--- Problem description ---
All of the entries must be reproduced exactly, with no images carried over.

--- Available data ---

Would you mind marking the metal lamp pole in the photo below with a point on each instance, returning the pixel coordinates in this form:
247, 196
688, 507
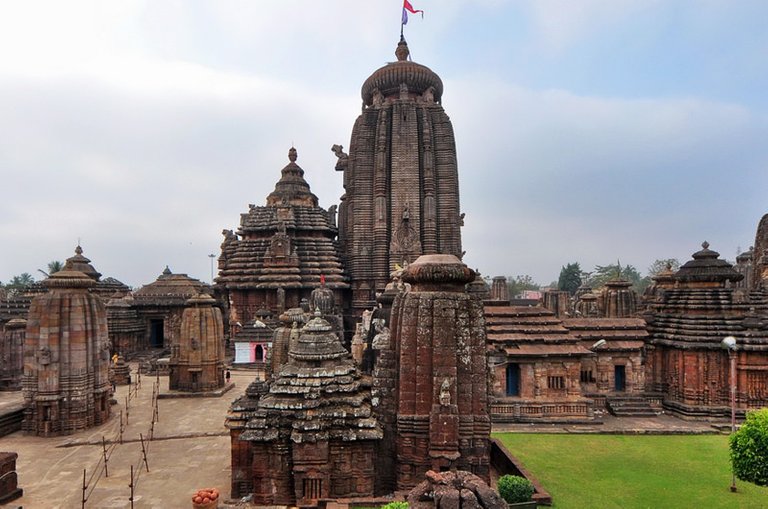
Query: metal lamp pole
729, 343
212, 256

--- Response to this task ---
Would you mind marking the metal lamp pole in the photo below with a point on each instance, returning the pixel coordinates in this form:
247, 196
688, 507
Query: metal lamp pole
729, 343
212, 256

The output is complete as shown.